▶ [Your instructions] In the forum thread about dialing in a Gaggia Classic, why does the opening poster want a modified portafilter? Answer in one to three sentences.

▶ [Text]
• • •

# Help dialing in Gaggia Classic and Sage Smart Grinder Pro



## Mm391 (Apr 19, 2020)

Hi Everyone,

I am fairly new to this whole coffee game and you have all probably heard this same story over and over again from newbies, so sorry in advance. I have been trying to dial in my Gaggia Classic and Sage Smart Grinder Pro. But after grinding the beans no coffee is being produced through the Portafilter.

Coffee was roasted just over a week ago. Internal Burrs set at 6:
Attempt 1: Grind Size 6 - No Coffee - Waited 2 minutes
Attempt 2: Grind Size 10 - No Coffee - Waited 2 minutes
Attempt 3: Grind Size 15 - a tiny dribble after 60 seconds.

No coffee was produced at all through the Portafilter apart from the last attempt, but even that was a dribble. I can only assume that the coffee was too fine and the pressure was too great stopping the water making its way through the puck. This seems strange as I have seen other people posting that they were able to use grind sizes as low and lower than 6 in the Sage Grinder and still produce coffee. Does anyone have any suggestions or do I just play around with the grind size until I find something that works. I know all coffee beans, grinders and machines are different so trial and error tends to be a beginners best tactic.

On a side note, the person I brought it off demonstrated it working, but with a different grinder, before I brought it and it was in amazing condition, but not sure if he modified its pressure at all. I was thinking about trying to locate a modified Portafilter to test what pressure the machine is set at. Does anyone know where I can get one from?

Any help would be appreciated

Thanks

Matt


----------



## Stox (Jul 19, 2020)

You play around with the grind size until you find something that works. Yes, really, but this assumes there isn't a fault somewhere with the espresso machine or grinder. Is the grinder new? How much is the dose, and what basket are you using?

With a brand new Classic and Smart Grinder Pro purchased earlier this year I was looking at grind settings between 6 and 13, dosing, say, 16g in the supplied 14g unpressurised basket for 32g+ yield in 25-30 seconds using freshly roasted high altitude single origin beans. I wouldn't expect pressure modifications to make a huge difference based on what happened when I adjusted my machine down from the standard 15 bar to 9 bar.


----------



## dutchy101 (Jun 12, 2020)

They recommend starting at grind size 12 for espresso. I've only got as low as 9 on my SGP and it choked the Bambino.


----------

• • •

(Point placement records)
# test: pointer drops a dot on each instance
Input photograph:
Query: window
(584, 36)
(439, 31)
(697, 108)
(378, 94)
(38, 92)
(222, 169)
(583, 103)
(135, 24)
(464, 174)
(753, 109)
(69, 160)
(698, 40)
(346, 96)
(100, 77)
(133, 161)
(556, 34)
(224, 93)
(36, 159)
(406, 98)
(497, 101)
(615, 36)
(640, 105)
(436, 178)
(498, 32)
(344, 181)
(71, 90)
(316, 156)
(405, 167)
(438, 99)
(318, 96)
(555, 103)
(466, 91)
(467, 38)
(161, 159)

• • •

▶ [Expected answer] The poster wants one to test what pressure the machine is set at. The seller showed the machine working with a different grinder, and the poster is not sure whether the seller modified its pressure.